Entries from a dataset
------------------------------------
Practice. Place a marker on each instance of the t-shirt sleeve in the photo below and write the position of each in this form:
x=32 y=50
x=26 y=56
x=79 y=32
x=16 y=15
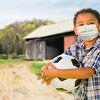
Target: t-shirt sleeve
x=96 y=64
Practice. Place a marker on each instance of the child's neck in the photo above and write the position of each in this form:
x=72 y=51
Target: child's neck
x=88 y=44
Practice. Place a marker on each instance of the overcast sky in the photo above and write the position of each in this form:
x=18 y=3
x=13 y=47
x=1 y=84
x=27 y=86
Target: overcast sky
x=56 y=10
------------------------------------
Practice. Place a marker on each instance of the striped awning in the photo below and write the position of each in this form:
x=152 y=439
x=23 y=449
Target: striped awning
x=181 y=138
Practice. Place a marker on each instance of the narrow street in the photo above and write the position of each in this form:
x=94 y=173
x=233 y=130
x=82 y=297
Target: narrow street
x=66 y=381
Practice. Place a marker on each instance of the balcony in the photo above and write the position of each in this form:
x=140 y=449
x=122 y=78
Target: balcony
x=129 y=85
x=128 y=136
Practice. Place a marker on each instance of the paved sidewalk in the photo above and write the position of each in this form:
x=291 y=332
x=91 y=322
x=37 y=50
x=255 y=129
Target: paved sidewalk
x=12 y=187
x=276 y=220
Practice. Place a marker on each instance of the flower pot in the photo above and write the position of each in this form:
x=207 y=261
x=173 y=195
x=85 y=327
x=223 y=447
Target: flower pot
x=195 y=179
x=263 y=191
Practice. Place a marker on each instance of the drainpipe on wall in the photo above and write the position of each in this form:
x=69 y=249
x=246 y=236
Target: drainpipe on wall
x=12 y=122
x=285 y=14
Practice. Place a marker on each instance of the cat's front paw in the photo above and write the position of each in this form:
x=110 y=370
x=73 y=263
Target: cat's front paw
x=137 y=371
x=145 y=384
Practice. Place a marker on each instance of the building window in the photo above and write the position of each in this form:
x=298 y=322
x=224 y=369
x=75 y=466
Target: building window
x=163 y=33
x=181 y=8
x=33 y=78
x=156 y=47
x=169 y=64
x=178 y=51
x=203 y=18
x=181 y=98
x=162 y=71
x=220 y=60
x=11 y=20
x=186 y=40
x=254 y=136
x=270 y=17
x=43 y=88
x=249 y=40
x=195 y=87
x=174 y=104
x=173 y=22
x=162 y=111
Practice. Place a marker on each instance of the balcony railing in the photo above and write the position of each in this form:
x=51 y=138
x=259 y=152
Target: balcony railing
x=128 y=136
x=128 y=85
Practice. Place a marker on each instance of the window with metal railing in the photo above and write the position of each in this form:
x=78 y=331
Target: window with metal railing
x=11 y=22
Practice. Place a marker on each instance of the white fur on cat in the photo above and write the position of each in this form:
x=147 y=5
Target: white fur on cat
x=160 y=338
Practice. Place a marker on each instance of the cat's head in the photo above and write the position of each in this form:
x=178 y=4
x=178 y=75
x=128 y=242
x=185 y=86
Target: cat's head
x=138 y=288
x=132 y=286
------------------------------------
◆ WHAT YOU SHOULD DO: Copy out every line of the records above that contains the word "overcast".

◆ RESULT FOR THIS TASK:
Practice. Place a marker on each instance of the overcast sky in the photo above and write the position of each in this form:
Target: overcast sky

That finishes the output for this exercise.